━━ RECORDS

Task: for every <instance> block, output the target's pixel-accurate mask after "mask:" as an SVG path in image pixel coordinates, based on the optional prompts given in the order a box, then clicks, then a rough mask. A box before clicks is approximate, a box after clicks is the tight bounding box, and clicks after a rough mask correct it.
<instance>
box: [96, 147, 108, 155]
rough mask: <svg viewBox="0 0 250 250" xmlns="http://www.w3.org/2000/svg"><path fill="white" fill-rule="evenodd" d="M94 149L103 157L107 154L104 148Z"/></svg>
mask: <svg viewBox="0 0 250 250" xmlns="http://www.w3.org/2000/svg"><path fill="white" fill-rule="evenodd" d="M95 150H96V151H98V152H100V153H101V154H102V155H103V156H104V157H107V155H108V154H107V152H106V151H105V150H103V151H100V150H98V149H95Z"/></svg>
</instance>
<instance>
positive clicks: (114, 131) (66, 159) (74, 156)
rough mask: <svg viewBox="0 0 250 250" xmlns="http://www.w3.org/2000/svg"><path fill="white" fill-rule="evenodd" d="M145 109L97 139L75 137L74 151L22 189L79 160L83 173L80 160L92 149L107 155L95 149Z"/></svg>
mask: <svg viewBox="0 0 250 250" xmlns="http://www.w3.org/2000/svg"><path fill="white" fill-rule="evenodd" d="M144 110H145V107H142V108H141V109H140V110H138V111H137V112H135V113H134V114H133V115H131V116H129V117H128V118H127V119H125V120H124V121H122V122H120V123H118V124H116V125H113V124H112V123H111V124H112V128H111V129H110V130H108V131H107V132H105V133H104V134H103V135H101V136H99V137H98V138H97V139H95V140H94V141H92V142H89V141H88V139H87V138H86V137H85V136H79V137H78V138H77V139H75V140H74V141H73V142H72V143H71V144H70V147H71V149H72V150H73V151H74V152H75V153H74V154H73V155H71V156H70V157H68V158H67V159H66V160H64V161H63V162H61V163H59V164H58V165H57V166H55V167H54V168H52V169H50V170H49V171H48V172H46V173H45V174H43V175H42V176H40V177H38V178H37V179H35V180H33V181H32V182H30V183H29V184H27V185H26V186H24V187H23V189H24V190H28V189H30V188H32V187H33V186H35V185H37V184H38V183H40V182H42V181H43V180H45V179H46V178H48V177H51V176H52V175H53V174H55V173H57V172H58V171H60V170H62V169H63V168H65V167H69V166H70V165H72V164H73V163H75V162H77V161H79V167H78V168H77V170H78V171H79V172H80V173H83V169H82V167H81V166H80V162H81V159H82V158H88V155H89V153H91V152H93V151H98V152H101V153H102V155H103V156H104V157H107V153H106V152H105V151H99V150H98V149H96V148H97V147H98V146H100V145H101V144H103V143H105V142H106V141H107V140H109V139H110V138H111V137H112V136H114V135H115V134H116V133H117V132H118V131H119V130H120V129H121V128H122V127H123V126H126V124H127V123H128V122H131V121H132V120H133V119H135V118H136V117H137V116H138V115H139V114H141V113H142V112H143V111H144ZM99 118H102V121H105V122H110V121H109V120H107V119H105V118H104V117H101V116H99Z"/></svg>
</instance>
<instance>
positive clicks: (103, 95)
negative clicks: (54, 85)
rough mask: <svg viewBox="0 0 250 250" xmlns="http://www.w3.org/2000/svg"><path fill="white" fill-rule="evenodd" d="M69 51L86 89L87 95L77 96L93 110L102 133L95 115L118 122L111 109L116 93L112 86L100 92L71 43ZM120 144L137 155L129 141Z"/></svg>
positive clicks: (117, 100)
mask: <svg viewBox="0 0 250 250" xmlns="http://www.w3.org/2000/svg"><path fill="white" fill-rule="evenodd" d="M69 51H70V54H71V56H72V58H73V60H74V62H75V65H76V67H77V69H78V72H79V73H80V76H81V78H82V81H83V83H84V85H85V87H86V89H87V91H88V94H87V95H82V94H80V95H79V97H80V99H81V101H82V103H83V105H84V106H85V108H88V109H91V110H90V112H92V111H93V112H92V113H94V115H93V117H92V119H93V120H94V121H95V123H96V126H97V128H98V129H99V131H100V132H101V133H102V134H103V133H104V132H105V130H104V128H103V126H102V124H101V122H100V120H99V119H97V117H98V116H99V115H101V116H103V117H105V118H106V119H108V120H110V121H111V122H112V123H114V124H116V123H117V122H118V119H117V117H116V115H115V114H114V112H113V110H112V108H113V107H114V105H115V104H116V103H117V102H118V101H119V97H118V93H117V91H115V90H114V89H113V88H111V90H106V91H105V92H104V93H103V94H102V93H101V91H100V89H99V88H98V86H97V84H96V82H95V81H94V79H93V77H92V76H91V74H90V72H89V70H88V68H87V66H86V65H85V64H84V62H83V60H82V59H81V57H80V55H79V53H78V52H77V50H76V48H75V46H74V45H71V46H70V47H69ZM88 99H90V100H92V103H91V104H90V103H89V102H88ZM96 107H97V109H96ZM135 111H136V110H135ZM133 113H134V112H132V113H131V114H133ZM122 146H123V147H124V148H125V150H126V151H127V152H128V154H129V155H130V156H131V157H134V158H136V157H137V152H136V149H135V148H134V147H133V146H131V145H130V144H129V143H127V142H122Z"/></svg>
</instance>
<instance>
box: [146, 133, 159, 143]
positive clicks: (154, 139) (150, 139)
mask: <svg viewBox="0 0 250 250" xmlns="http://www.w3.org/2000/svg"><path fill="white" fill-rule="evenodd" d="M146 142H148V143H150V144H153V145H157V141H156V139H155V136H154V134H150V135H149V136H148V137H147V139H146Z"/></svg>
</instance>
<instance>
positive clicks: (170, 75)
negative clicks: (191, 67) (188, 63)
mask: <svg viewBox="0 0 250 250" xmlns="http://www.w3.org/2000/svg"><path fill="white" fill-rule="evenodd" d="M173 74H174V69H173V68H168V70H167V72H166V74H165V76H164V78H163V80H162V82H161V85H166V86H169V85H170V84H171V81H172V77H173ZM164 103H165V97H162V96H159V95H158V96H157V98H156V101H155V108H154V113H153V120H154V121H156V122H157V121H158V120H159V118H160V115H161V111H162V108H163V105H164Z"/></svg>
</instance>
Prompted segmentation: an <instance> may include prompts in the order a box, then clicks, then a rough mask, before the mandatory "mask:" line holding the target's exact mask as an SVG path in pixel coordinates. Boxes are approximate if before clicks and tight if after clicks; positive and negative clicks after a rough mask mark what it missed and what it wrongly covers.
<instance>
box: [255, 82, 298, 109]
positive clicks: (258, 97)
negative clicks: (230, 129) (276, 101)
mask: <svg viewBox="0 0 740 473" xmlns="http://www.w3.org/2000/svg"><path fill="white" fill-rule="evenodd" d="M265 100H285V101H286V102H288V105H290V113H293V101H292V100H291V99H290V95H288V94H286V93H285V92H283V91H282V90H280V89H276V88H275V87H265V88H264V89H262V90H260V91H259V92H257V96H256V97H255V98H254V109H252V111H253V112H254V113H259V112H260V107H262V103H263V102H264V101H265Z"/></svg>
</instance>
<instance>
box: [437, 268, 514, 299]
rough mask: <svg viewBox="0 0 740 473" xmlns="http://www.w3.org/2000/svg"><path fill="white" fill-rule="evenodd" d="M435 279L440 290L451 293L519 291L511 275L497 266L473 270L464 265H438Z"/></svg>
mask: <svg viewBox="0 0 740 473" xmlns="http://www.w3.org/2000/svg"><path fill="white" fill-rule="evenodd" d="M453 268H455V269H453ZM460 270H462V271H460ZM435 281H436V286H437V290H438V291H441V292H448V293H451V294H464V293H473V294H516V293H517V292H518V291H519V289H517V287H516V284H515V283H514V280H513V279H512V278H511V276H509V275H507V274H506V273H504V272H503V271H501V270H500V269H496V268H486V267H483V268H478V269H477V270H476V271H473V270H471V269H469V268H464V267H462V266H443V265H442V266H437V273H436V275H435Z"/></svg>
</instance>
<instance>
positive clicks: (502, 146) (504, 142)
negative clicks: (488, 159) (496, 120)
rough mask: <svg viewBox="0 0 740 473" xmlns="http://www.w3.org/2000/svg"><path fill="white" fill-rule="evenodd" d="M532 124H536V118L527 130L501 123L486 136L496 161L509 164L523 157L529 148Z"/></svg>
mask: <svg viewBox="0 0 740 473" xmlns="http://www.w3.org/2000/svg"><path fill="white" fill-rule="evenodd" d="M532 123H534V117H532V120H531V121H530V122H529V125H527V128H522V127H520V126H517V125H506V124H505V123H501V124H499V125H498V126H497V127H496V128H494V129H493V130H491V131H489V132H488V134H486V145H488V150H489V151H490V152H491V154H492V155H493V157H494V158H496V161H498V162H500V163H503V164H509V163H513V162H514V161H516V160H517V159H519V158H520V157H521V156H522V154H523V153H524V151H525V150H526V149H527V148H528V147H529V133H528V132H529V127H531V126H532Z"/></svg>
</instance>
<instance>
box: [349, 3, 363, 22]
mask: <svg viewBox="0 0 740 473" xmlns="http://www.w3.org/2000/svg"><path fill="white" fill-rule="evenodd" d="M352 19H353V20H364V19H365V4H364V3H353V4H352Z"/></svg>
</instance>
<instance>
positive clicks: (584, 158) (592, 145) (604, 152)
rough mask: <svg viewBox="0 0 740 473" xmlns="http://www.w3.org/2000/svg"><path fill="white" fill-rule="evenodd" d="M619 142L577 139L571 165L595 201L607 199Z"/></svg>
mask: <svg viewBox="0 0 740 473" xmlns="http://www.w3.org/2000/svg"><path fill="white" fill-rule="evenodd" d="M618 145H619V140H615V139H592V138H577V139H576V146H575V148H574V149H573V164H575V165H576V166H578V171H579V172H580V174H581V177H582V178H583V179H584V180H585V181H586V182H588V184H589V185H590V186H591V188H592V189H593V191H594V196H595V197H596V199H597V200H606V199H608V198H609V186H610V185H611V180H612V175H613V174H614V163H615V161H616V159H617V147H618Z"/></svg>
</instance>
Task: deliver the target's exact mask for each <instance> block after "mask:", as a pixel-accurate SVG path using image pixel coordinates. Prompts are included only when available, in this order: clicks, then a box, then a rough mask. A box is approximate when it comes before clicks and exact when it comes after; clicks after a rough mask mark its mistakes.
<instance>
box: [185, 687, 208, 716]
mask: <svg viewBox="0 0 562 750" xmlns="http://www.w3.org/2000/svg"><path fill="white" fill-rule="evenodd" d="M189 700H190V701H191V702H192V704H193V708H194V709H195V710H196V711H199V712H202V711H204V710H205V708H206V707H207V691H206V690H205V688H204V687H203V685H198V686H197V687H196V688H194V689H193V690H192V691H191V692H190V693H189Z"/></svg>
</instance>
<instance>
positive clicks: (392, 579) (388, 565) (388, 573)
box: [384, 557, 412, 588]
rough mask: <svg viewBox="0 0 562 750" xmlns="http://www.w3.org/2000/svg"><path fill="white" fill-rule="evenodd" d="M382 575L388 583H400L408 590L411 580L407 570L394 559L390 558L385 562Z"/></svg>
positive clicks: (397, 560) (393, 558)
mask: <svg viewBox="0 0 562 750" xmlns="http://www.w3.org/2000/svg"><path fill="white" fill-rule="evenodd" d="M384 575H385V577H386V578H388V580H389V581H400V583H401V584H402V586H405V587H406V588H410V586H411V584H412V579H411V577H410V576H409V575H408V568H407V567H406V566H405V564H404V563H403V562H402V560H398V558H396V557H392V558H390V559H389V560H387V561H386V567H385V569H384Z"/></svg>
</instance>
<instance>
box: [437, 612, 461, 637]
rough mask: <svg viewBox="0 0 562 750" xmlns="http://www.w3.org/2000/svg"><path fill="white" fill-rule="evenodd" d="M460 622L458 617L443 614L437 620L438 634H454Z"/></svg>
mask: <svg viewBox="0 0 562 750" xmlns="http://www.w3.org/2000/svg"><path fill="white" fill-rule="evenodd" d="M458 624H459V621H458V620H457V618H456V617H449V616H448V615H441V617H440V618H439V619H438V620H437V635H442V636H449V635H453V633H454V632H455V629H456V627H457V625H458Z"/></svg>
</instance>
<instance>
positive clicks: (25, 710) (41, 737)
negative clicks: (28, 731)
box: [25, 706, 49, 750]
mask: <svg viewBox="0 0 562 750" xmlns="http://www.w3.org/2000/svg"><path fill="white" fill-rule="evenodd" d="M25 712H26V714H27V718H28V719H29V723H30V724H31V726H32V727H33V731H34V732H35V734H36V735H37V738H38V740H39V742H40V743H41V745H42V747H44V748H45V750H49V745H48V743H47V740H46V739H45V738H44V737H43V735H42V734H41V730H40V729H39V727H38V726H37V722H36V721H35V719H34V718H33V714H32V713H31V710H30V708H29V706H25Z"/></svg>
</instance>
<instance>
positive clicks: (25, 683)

━━━━

Please show each line of the records above that contains the word "comes".

Task: deliver the target's exact mask for each <instance> block after "mask:", as a pixel-accurate SVG path using image pixel coordinates. Prompts are included only when available, in this order: clicks, then a box, then a rough mask. A box is approximate when it comes before clicks and exact when it comes after; clicks after a rough mask mark its mistakes.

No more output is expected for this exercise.